→ **WHAT IS BEING ASKED**:
In the data, change "houseboat" to "sailboat" throughout the stretch from the line containing "of the <item>houseboat</item>." through the line containing "M 2 80 L 233", leaving everything else unchanged, and write out only those lines.

Begin SUPPLIED INFORMATION

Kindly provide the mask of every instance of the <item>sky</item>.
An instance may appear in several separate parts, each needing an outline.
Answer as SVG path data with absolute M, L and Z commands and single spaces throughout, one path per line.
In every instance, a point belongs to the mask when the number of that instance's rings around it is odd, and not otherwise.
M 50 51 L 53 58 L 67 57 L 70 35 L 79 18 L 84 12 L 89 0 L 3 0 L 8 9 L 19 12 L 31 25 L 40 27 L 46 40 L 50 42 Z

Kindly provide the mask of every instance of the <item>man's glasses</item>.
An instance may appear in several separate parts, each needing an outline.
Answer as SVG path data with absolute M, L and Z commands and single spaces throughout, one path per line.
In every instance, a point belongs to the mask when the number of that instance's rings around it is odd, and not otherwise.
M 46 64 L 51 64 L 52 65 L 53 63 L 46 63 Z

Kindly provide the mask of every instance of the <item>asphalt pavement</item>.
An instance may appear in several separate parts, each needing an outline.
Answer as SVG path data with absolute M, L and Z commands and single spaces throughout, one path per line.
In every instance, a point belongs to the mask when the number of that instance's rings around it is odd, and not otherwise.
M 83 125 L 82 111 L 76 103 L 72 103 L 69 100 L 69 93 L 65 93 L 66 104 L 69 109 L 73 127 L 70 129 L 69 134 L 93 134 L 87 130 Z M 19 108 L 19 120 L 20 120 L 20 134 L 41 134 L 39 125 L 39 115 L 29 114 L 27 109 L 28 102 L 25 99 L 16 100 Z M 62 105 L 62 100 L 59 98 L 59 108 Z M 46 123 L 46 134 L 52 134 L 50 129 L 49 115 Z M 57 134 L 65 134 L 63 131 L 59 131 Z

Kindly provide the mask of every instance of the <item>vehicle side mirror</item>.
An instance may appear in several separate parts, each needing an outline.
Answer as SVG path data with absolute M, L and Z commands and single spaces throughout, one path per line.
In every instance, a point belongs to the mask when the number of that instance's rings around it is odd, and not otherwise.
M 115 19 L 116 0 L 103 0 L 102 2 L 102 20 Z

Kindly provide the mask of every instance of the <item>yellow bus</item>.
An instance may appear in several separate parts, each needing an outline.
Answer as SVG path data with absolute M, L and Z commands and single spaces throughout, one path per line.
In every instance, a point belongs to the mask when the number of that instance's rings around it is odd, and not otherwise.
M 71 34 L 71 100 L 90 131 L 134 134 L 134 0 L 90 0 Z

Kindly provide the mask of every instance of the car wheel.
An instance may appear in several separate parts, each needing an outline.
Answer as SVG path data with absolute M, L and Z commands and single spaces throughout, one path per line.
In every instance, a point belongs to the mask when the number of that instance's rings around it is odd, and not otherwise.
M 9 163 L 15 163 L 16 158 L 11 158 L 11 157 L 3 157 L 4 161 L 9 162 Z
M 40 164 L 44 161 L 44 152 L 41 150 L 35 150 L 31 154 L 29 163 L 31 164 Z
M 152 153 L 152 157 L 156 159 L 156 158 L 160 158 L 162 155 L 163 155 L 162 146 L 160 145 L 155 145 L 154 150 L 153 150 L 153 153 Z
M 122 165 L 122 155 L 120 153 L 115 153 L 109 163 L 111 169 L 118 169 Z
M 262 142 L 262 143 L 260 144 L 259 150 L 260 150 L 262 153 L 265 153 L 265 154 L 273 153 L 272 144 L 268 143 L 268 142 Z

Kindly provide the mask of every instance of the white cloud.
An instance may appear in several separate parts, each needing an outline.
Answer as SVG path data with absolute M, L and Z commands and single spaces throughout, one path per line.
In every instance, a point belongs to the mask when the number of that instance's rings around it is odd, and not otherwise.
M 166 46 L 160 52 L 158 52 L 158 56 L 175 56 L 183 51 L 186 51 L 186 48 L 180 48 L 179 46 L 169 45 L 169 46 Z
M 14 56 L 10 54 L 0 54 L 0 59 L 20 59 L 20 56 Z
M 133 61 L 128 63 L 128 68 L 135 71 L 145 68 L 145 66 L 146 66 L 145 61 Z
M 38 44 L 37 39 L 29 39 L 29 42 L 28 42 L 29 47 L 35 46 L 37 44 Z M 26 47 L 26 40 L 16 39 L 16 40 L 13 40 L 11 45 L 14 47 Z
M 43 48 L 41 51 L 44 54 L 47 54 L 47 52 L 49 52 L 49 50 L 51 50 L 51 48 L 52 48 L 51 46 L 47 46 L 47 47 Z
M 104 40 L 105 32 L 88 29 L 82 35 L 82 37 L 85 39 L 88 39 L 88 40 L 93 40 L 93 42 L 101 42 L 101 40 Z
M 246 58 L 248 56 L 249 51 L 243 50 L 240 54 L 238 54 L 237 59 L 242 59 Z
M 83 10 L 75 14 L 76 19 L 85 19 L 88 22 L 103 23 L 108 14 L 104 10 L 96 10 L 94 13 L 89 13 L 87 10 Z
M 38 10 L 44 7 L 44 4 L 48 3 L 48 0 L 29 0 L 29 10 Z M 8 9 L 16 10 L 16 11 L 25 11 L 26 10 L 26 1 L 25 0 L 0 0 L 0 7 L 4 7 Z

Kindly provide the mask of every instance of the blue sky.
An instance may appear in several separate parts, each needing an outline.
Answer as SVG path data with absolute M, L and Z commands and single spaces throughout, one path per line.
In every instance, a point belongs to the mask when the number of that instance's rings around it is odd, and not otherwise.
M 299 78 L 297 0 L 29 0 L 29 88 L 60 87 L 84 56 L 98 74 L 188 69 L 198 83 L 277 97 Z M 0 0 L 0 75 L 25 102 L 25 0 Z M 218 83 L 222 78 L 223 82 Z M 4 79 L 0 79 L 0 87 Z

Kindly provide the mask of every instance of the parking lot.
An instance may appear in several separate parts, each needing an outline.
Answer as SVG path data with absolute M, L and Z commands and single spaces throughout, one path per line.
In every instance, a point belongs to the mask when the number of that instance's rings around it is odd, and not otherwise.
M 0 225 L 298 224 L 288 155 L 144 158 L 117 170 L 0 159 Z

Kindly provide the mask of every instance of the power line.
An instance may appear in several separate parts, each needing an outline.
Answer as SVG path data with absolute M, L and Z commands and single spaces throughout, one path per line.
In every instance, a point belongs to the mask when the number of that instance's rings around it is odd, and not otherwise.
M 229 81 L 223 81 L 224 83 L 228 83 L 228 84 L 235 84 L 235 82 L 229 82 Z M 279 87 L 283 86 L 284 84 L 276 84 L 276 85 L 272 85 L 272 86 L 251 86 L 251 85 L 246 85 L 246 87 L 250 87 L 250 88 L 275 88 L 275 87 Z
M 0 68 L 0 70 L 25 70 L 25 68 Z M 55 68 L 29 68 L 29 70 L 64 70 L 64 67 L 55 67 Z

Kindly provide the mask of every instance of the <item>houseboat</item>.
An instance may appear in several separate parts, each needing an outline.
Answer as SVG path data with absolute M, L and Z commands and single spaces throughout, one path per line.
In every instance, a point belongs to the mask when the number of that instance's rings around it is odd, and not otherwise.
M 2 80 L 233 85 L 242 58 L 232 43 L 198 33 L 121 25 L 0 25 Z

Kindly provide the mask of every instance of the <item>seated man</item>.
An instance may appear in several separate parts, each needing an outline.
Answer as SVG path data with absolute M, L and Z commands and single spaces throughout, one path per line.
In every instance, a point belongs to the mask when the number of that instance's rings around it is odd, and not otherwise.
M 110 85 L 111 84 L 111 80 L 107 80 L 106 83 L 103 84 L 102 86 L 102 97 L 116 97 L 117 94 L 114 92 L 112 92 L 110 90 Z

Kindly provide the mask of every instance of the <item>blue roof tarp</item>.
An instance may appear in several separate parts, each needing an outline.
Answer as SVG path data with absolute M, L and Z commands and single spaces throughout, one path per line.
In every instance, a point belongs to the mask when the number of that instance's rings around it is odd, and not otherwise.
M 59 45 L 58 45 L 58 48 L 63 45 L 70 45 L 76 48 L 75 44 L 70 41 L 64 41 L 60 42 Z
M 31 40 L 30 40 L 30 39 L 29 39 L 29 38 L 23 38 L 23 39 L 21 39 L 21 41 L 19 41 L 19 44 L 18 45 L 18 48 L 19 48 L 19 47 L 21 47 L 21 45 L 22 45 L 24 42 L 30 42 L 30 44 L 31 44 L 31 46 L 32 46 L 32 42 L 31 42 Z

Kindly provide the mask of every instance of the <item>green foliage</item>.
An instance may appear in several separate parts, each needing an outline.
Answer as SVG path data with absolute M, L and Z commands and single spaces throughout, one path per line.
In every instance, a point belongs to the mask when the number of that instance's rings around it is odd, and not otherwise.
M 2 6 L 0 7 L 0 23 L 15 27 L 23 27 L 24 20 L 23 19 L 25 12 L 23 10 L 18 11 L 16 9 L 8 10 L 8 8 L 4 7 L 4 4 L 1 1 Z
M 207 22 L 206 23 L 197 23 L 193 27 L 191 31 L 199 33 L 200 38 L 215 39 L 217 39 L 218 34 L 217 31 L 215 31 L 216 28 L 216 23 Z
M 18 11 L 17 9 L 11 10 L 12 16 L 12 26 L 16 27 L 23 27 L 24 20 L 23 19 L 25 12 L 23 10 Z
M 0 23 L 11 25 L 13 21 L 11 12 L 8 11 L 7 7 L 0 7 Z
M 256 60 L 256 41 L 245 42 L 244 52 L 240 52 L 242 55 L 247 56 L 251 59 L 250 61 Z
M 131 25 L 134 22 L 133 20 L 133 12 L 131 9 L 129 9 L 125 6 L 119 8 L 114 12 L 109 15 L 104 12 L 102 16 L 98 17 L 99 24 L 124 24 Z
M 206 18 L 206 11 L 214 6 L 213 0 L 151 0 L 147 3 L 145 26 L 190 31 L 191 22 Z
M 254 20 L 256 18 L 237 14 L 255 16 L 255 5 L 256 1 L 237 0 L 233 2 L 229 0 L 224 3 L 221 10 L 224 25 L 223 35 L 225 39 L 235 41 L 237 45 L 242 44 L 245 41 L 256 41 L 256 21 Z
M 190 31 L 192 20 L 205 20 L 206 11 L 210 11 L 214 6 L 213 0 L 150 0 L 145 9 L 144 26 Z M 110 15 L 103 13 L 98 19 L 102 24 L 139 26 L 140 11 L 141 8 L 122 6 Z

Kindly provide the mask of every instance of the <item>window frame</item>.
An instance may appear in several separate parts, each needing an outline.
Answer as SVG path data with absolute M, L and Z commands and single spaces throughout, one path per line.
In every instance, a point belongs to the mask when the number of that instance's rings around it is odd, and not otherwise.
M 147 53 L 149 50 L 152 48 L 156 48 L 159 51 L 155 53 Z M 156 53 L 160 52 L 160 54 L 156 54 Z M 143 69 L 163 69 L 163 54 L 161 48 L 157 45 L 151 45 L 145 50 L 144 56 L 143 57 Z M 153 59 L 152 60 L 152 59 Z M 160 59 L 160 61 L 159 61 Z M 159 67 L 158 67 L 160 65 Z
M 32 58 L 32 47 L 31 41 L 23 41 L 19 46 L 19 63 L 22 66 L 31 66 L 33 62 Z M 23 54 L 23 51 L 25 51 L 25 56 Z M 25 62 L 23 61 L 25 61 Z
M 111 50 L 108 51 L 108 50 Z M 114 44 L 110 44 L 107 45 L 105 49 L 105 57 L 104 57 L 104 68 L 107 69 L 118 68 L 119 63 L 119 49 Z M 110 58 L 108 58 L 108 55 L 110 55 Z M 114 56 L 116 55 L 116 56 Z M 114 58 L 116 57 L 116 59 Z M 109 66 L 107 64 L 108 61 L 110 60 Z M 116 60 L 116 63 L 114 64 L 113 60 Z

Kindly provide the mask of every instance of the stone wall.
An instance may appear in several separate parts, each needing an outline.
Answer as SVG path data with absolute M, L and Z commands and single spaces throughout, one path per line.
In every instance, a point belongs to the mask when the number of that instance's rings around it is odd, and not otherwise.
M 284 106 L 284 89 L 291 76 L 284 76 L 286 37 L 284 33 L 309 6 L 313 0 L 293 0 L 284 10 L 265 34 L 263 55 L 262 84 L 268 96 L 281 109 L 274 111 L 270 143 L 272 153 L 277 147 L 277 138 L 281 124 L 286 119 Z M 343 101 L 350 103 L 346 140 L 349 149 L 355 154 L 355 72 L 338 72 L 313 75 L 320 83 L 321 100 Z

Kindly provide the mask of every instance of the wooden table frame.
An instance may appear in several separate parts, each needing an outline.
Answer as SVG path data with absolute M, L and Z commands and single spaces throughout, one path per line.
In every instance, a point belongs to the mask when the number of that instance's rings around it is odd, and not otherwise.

End SUPPLIED INFORMATION

→ **EXPECTED ANSWER**:
Kindly provide the mask of every instance of the <item>sailboat</item>.
An instance may appear in several separate parts, each needing an outline.
Answer as SVG path data with absolute M, L and Z commands and single spaces throughout, one path per line.
In every instance, a point belongs to the mask when the number of that instance's rings around it is odd, and not otherwise.
M 2 80 L 233 85 L 242 58 L 232 43 L 198 33 L 121 25 L 0 25 Z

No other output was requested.